Lay out the lines of the material from the line containing "Task: point to every instance of the player's shoe" through the line containing "174], [1101, 149]]" as a Markdown table with the columns Row and Line, numbering each line and leaving out blank lines.

*** EXTRACTED INFORMATION

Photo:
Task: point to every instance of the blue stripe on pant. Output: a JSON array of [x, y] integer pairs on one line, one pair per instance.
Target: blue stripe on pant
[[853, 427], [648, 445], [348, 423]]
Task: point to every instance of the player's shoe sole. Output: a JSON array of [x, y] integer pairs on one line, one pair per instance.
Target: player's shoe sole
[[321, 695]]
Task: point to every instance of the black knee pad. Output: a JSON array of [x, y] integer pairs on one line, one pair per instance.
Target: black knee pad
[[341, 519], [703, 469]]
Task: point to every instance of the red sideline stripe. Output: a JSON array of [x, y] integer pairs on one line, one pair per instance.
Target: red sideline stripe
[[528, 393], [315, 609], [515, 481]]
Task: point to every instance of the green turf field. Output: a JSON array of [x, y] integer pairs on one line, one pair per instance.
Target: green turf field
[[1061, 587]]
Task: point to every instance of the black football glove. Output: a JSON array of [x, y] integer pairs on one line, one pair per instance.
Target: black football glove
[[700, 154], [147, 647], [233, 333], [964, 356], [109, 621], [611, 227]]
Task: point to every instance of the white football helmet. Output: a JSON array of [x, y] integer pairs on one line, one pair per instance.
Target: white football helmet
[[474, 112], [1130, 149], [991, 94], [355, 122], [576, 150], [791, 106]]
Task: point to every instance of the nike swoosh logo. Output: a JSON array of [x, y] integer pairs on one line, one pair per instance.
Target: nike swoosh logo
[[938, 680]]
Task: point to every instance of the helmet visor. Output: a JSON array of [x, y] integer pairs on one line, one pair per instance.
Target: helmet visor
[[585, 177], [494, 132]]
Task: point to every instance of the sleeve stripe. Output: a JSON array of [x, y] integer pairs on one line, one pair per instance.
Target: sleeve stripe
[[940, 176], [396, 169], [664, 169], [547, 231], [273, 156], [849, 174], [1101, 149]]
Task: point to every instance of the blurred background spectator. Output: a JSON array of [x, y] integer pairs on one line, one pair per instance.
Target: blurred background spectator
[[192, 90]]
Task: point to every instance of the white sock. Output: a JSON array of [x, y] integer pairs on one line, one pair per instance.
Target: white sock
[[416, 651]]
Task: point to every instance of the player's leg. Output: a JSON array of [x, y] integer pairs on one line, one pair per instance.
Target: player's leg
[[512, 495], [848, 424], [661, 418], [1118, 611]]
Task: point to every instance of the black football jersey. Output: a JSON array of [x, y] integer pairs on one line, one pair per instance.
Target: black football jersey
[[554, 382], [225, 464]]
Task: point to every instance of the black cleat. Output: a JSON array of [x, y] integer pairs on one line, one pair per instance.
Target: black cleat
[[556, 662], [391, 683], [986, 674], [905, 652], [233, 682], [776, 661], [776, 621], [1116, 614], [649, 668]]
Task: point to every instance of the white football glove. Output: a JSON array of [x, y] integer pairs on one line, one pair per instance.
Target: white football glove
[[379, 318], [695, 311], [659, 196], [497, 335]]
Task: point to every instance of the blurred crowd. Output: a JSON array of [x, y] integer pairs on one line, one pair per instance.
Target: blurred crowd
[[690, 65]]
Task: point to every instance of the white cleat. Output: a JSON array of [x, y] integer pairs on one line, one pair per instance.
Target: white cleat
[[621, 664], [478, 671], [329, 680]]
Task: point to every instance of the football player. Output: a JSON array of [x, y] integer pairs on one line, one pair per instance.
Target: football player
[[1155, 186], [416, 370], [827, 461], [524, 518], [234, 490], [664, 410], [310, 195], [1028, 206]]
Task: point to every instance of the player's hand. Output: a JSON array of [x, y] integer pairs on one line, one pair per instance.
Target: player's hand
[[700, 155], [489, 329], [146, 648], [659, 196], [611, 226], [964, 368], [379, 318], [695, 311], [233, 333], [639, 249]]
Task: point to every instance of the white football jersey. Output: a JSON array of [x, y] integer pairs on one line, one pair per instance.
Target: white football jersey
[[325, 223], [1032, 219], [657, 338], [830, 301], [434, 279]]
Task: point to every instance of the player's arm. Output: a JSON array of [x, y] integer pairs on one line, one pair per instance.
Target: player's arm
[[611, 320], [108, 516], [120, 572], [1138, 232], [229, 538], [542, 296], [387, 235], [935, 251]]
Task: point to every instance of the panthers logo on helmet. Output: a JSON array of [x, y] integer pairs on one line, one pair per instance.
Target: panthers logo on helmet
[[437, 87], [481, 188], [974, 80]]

******

RESULT BELOW:
| Row | Line |
|---|---|
| 1 | Task: point to every instance of the player's shoe sole. Output: a JSON array of [x, y] integer pairs on one line, one pair per instance. |
| 2 | Target: player's shoe sole |
| 3 | [[321, 695]] |
| 4 | Task: point to every instance of the black knee pad. Output: a JSON array of [x, y] integer pairs on one line, one pair per instance. |
| 5 | Target: black knee pad |
| 6 | [[341, 519], [703, 469]] |
| 7 | Task: point to every instance of the red sideline stripe. Output: a JSON array of [x, y] integer pairs on one line, one pair per instance. |
| 8 | Target: red sideline stripe |
| 9 | [[528, 393], [315, 609], [515, 481]] |
| 10 | Task: point to every instance of the green turf field. Output: a JSON array of [x, y] integer pairs on one line, one pair per instance. |
| 11 | Target: green turf field |
| 12 | [[1061, 587]] |
| 13 | Task: point to every instance of the black football glove. Output: a JSON array of [x, y] integer pairs on one line, one pair per instance. |
| 14 | Target: black football glove |
| 15 | [[700, 154], [147, 647], [233, 333], [964, 356], [109, 621], [611, 227]] |
| 16 | Task: point to every instance of the white football helmet. Output: a JSON array of [x, y] integer pairs on one line, one pair per instance. |
| 17 | Target: white football helmet |
| 18 | [[474, 112], [1130, 149], [991, 94], [355, 122], [576, 150], [791, 106]] |
| 19 | Task: point to every instance of the nike swoosh logo. Output: a JSON array of [x, y] integer pairs on one line, one pair per instance. |
| 20 | Target: nike swoosh logo |
| 21 | [[938, 680]] |
| 22 | Task: point to every instance of the helmet visor. Output: a JSON array of [x, y] integer pairs on one line, one pair per instance. |
| 23 | Target: helmet visor |
| 24 | [[585, 177], [494, 132]] |
| 25 | Task: point to every instance of the sleeve stripe. Output: a JSON array of [x, y] integer pairs on one line, one pair per instance. |
| 26 | Target: sleeve stripe |
| 27 | [[940, 176], [396, 169], [664, 169], [547, 231], [273, 156], [849, 174], [1101, 149]] |